Reproduce the material below word for word, starting at the line containing "Could you please outline every instance of the woman's" and continuing through the final line.

(Saved data entries)
········

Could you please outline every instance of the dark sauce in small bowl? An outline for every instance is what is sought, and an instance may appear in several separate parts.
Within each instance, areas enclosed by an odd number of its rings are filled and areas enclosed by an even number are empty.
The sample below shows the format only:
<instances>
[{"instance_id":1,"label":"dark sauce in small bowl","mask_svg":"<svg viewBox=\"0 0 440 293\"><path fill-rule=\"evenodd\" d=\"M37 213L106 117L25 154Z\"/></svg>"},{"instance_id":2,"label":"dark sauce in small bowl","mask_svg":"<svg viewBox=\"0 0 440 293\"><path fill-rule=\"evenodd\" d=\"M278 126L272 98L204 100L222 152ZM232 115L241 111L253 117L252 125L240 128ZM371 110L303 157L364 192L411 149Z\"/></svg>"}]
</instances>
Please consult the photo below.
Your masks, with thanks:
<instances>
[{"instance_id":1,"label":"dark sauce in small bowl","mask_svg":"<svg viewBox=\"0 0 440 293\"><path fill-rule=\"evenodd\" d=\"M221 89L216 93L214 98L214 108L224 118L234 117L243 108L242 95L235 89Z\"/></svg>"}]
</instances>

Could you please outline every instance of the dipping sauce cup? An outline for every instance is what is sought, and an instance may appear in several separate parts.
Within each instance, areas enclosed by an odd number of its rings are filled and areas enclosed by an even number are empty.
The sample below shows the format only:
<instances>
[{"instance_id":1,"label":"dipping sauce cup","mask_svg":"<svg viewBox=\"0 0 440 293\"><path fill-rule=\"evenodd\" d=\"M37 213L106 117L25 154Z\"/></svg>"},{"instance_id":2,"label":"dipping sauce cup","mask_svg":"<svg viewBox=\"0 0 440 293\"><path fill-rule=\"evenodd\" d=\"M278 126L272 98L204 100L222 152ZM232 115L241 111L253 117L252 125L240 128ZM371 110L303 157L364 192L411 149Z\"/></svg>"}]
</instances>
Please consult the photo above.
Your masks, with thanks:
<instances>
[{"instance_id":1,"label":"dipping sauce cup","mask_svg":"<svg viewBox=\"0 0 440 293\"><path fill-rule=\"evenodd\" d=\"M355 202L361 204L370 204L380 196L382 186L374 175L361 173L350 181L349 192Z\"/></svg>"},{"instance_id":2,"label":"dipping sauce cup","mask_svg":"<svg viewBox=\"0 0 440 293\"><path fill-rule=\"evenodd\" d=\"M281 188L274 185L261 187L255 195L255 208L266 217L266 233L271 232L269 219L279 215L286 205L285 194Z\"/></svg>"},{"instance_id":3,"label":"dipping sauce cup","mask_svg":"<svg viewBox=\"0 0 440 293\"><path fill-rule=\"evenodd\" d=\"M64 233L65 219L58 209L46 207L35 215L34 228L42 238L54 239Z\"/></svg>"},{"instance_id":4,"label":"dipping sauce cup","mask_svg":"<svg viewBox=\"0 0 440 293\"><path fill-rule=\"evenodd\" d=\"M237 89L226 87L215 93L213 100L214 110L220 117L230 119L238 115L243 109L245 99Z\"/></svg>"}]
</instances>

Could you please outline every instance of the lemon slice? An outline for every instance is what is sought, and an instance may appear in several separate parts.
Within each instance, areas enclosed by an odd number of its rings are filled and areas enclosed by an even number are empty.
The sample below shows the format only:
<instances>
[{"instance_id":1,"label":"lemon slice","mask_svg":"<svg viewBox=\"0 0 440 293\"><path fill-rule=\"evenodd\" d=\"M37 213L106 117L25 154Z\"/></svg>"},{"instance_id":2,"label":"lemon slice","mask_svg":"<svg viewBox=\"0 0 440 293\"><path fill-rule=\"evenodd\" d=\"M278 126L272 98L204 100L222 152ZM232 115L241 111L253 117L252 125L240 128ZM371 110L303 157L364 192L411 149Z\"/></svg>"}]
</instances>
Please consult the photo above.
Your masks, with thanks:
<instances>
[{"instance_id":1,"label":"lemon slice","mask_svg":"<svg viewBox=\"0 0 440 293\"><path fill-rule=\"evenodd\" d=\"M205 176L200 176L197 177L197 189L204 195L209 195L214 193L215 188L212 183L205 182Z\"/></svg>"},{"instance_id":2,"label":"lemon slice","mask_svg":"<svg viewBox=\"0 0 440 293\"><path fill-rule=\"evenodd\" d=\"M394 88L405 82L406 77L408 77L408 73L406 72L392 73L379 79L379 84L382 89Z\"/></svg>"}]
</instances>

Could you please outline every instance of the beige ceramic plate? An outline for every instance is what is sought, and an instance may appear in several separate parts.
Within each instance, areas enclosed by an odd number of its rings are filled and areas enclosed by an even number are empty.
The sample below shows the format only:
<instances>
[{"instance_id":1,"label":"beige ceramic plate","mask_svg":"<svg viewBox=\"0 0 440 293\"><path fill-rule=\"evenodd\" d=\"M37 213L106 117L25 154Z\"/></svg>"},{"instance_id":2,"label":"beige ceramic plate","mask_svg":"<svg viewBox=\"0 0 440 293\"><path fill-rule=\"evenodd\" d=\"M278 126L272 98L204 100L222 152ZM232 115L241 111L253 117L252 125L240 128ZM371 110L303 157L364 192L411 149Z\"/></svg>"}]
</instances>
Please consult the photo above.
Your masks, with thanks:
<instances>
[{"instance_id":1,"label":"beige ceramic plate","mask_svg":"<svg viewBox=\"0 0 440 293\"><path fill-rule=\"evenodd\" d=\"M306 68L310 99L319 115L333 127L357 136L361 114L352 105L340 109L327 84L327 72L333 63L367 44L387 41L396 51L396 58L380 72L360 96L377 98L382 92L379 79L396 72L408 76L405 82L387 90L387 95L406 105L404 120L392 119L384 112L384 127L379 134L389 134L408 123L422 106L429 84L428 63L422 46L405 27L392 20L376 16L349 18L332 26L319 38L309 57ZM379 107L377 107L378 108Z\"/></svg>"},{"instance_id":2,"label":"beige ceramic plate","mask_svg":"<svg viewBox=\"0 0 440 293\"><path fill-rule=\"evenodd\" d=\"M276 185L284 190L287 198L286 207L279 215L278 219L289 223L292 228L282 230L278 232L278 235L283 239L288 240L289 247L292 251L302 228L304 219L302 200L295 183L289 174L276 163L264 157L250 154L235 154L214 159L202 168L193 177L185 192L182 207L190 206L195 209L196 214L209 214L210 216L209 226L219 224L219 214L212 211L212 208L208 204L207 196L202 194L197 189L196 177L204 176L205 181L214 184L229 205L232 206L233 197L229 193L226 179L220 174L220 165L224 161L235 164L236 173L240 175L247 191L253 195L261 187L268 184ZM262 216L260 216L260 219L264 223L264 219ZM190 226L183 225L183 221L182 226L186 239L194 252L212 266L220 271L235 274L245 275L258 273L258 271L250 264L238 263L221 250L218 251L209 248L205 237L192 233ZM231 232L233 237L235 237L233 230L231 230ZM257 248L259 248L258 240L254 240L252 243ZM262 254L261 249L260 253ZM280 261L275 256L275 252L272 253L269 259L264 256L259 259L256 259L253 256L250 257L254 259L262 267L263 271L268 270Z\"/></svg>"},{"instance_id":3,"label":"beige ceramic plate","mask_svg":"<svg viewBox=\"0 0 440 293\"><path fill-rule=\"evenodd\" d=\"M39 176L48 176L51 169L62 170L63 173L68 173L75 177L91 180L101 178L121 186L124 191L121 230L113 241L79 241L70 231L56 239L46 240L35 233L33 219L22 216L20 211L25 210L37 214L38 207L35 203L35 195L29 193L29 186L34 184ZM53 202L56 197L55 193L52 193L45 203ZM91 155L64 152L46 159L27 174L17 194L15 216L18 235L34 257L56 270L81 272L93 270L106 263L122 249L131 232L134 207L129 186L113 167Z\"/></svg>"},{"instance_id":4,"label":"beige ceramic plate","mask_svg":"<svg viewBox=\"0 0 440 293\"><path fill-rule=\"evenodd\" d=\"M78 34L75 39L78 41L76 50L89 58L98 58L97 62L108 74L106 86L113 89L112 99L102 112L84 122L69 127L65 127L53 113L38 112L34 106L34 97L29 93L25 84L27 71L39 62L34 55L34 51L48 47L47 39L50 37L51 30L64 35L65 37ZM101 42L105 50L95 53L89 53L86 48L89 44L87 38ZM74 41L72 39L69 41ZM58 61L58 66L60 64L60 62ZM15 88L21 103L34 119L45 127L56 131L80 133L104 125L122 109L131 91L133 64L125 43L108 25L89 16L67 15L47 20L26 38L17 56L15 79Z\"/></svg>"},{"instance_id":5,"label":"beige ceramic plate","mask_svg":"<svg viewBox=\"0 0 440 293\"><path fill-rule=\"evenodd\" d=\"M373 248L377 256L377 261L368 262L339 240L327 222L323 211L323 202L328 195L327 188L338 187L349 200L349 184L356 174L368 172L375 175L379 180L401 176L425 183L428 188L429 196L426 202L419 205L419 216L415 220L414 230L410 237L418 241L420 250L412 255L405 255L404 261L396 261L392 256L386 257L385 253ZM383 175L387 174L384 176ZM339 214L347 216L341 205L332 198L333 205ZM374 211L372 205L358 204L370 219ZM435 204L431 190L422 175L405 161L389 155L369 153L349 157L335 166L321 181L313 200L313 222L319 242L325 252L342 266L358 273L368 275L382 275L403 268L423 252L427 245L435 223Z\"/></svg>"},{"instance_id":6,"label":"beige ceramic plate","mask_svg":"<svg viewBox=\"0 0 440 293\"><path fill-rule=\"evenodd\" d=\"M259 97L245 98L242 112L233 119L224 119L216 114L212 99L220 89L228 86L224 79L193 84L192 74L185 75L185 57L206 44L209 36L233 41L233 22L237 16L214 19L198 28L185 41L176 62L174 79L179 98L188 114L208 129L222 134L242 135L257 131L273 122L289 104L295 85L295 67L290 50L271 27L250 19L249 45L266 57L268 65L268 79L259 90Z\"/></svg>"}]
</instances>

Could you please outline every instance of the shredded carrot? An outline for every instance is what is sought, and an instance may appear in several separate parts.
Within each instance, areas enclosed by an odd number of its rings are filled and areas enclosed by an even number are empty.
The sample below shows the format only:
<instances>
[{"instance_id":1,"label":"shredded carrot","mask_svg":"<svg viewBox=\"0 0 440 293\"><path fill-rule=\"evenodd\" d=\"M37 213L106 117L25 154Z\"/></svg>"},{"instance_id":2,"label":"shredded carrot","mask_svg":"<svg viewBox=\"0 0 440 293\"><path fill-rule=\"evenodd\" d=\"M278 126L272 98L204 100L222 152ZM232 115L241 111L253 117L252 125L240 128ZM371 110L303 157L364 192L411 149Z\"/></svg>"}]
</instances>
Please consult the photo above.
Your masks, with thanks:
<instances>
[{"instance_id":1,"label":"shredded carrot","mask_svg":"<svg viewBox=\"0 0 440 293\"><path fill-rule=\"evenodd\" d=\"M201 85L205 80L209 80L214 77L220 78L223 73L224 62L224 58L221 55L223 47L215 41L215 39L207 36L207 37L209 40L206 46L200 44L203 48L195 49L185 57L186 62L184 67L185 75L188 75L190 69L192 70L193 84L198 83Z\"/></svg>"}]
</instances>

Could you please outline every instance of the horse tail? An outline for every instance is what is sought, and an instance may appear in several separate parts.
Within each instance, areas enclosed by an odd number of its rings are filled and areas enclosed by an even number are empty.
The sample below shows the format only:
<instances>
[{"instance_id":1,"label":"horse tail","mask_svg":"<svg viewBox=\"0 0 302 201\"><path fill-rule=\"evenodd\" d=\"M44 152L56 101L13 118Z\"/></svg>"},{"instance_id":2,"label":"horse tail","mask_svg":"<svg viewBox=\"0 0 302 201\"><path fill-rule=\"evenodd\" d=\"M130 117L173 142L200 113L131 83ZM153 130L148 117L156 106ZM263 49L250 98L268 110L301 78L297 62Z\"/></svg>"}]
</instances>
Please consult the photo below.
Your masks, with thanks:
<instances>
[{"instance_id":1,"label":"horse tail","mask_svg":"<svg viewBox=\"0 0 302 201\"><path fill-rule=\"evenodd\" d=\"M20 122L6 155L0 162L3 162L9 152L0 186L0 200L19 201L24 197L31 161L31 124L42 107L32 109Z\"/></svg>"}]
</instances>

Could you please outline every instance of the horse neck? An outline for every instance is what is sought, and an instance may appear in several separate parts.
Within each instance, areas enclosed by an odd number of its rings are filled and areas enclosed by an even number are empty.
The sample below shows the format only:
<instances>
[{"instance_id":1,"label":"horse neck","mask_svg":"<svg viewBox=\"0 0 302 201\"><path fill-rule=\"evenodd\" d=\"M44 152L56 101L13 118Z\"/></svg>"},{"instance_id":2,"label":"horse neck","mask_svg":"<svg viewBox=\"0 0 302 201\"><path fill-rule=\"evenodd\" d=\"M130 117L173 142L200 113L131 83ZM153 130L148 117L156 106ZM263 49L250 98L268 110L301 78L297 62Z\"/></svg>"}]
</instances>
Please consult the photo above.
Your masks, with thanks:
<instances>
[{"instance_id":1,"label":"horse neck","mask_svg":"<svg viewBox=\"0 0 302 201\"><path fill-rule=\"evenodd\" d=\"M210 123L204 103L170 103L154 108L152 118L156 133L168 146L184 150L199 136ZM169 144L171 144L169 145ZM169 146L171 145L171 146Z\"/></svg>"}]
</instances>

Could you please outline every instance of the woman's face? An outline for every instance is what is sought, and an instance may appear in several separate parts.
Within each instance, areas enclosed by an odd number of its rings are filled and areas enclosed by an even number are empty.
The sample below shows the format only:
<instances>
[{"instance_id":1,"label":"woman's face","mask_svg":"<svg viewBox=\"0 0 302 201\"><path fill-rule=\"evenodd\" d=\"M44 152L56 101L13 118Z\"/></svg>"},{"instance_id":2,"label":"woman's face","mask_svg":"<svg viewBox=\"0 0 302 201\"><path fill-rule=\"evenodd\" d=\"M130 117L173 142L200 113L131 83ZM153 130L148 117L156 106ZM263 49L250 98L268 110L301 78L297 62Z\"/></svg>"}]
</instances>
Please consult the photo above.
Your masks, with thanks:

········

- **The reply**:
Could you please outline every instance of the woman's face? An outline for every instance is what is sought, and an instance may appear in several separate parts.
Within each instance, areas enclosed by an odd number of its rings are filled and areas enclosed by an even number are empty.
The sample below shows the format only:
<instances>
[{"instance_id":1,"label":"woman's face","mask_svg":"<svg viewBox=\"0 0 302 201\"><path fill-rule=\"evenodd\" d=\"M44 152L56 101L13 118Z\"/></svg>"},{"instance_id":2,"label":"woman's face","mask_svg":"<svg viewBox=\"0 0 302 201\"><path fill-rule=\"evenodd\" d=\"M130 117L173 142L200 113L131 83ZM153 130L148 117L156 106ZM263 49L250 98L268 110L301 78L297 62Z\"/></svg>"}]
</instances>
Please consult the photo above.
Your masks, with thanks:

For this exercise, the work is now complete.